DESCRIPTION OF THE TASK
Go through the records below, find each line containing the word "staircase" and copy those lines out in full.

DATA FOR THIS TASK

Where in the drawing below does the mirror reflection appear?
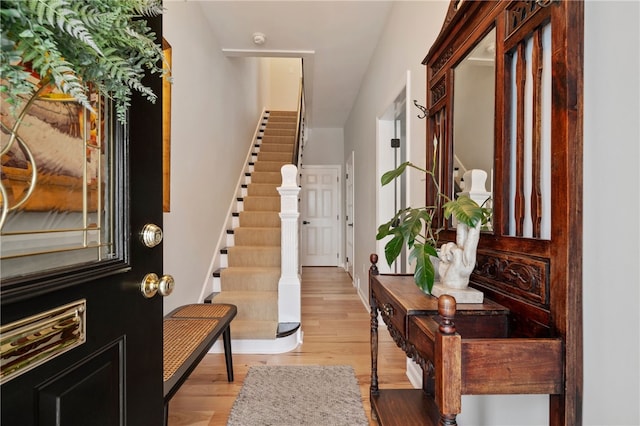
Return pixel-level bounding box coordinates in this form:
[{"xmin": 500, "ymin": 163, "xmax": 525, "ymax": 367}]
[{"xmin": 452, "ymin": 28, "xmax": 496, "ymax": 213}]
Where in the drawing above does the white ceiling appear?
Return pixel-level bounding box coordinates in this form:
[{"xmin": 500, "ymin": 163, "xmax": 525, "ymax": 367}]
[{"xmin": 195, "ymin": 0, "xmax": 393, "ymax": 128}]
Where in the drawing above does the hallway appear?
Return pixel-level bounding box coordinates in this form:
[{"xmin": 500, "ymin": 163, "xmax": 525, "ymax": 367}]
[{"xmin": 169, "ymin": 267, "xmax": 411, "ymax": 426}]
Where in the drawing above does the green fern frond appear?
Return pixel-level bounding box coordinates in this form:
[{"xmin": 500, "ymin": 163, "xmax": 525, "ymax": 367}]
[{"xmin": 0, "ymin": 0, "xmax": 164, "ymax": 121}]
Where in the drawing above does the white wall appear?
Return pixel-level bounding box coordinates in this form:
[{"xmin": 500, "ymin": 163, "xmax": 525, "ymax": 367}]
[
  {"xmin": 583, "ymin": 1, "xmax": 640, "ymax": 425},
  {"xmin": 303, "ymin": 127, "xmax": 345, "ymax": 165},
  {"xmin": 344, "ymin": 1, "xmax": 448, "ymax": 300},
  {"xmin": 345, "ymin": 0, "xmax": 640, "ymax": 425},
  {"xmin": 162, "ymin": 2, "xmax": 262, "ymax": 312}
]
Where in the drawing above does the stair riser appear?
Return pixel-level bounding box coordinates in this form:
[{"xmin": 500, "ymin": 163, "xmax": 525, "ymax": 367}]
[
  {"xmin": 227, "ymin": 246, "xmax": 281, "ymax": 267},
  {"xmin": 267, "ymin": 122, "xmax": 296, "ymax": 131},
  {"xmin": 238, "ymin": 212, "xmax": 281, "ymax": 228},
  {"xmin": 244, "ymin": 183, "xmax": 280, "ymax": 197},
  {"xmin": 250, "ymin": 172, "xmax": 282, "ymax": 186},
  {"xmin": 261, "ymin": 136, "xmax": 296, "ymax": 145},
  {"xmin": 220, "ymin": 274, "xmax": 279, "ymax": 292},
  {"xmin": 251, "ymin": 161, "xmax": 291, "ymax": 173},
  {"xmin": 227, "ymin": 227, "xmax": 281, "ymax": 247},
  {"xmin": 260, "ymin": 143, "xmax": 293, "ymax": 153},
  {"xmin": 264, "ymin": 130, "xmax": 296, "ymax": 137},
  {"xmin": 242, "ymin": 197, "xmax": 280, "ymax": 212},
  {"xmin": 257, "ymin": 151, "xmax": 293, "ymax": 163}
]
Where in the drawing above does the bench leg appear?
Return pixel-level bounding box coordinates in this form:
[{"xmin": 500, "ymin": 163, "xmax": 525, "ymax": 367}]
[
  {"xmin": 164, "ymin": 401, "xmax": 169, "ymax": 426},
  {"xmin": 222, "ymin": 326, "xmax": 233, "ymax": 382}
]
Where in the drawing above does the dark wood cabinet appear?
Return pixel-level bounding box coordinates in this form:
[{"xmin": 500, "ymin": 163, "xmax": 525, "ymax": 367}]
[
  {"xmin": 370, "ymin": 266, "xmax": 563, "ymax": 425},
  {"xmin": 378, "ymin": 0, "xmax": 584, "ymax": 425}
]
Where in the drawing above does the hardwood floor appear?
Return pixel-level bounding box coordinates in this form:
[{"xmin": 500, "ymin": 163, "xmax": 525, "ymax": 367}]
[{"xmin": 169, "ymin": 267, "xmax": 411, "ymax": 426}]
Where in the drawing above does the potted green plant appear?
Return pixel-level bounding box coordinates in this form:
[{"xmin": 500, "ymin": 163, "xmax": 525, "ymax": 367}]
[
  {"xmin": 376, "ymin": 162, "xmax": 491, "ymax": 294},
  {"xmin": 0, "ymin": 0, "xmax": 163, "ymax": 123}
]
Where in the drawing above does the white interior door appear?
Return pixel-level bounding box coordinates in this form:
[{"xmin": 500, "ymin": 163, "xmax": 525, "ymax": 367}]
[
  {"xmin": 300, "ymin": 166, "xmax": 341, "ymax": 266},
  {"xmin": 345, "ymin": 151, "xmax": 355, "ymax": 279}
]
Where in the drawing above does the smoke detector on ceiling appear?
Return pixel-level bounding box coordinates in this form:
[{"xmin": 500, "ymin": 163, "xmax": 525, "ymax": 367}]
[{"xmin": 253, "ymin": 33, "xmax": 267, "ymax": 46}]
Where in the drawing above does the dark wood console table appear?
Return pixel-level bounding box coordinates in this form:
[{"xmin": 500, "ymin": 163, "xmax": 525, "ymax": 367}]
[{"xmin": 369, "ymin": 265, "xmax": 563, "ymax": 426}]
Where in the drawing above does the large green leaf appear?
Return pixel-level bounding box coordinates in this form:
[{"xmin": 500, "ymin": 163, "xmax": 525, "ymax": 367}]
[
  {"xmin": 444, "ymin": 195, "xmax": 490, "ymax": 227},
  {"xmin": 409, "ymin": 244, "xmax": 437, "ymax": 294}
]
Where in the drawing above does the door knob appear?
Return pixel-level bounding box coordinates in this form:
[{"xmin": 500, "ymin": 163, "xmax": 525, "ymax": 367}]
[
  {"xmin": 140, "ymin": 223, "xmax": 162, "ymax": 248},
  {"xmin": 140, "ymin": 273, "xmax": 175, "ymax": 299}
]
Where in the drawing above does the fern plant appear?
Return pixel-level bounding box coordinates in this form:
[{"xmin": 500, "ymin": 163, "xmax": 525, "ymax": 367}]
[
  {"xmin": 376, "ymin": 159, "xmax": 491, "ymax": 294},
  {"xmin": 0, "ymin": 0, "xmax": 164, "ymax": 123}
]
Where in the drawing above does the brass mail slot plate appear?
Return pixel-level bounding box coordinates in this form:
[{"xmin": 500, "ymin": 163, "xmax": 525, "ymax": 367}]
[{"xmin": 0, "ymin": 299, "xmax": 87, "ymax": 384}]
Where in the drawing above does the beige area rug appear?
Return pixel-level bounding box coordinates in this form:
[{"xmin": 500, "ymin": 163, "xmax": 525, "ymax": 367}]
[{"xmin": 227, "ymin": 365, "xmax": 369, "ymax": 426}]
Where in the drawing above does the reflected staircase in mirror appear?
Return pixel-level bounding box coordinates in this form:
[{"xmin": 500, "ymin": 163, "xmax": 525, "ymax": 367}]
[{"xmin": 207, "ymin": 111, "xmax": 300, "ymax": 353}]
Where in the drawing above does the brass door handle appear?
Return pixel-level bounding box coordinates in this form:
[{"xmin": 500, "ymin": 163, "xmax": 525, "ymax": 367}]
[
  {"xmin": 140, "ymin": 273, "xmax": 176, "ymax": 299},
  {"xmin": 382, "ymin": 303, "xmax": 393, "ymax": 318}
]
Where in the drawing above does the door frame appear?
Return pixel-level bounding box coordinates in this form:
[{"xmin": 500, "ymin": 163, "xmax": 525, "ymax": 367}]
[
  {"xmin": 376, "ymin": 70, "xmax": 411, "ymax": 273},
  {"xmin": 300, "ymin": 164, "xmax": 344, "ymax": 268},
  {"xmin": 344, "ymin": 151, "xmax": 356, "ymax": 286}
]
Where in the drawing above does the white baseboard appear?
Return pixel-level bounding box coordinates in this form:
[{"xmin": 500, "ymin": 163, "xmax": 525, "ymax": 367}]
[
  {"xmin": 209, "ymin": 328, "xmax": 304, "ymax": 354},
  {"xmin": 407, "ymin": 358, "xmax": 422, "ymax": 389}
]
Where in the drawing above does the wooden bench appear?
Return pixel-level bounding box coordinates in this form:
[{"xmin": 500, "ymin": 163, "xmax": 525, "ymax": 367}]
[{"xmin": 163, "ymin": 303, "xmax": 237, "ymax": 426}]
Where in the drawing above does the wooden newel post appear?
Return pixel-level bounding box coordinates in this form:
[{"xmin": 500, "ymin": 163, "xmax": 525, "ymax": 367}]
[
  {"xmin": 434, "ymin": 295, "xmax": 462, "ymax": 426},
  {"xmin": 277, "ymin": 164, "xmax": 302, "ymax": 323}
]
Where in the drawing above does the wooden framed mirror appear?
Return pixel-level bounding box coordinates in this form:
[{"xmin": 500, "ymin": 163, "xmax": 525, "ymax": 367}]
[{"xmin": 423, "ymin": 0, "xmax": 584, "ymax": 424}]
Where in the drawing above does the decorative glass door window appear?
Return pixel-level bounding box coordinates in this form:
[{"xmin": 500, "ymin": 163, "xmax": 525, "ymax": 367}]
[{"xmin": 0, "ymin": 88, "xmax": 115, "ymax": 280}]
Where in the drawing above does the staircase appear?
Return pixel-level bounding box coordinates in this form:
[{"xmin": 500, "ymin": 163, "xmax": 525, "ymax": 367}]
[{"xmin": 213, "ymin": 111, "xmax": 298, "ymax": 352}]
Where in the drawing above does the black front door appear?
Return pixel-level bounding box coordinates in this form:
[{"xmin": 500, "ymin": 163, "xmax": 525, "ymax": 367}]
[{"xmin": 0, "ymin": 18, "xmax": 163, "ymax": 426}]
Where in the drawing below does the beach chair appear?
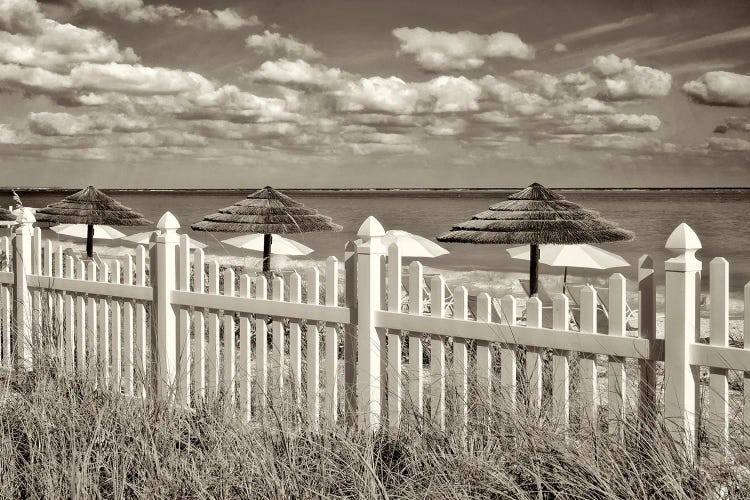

TASK RESULT
Where in the drawing above does the reflected staircase in mirror appear?
Where in the drawing above does the staircase appear?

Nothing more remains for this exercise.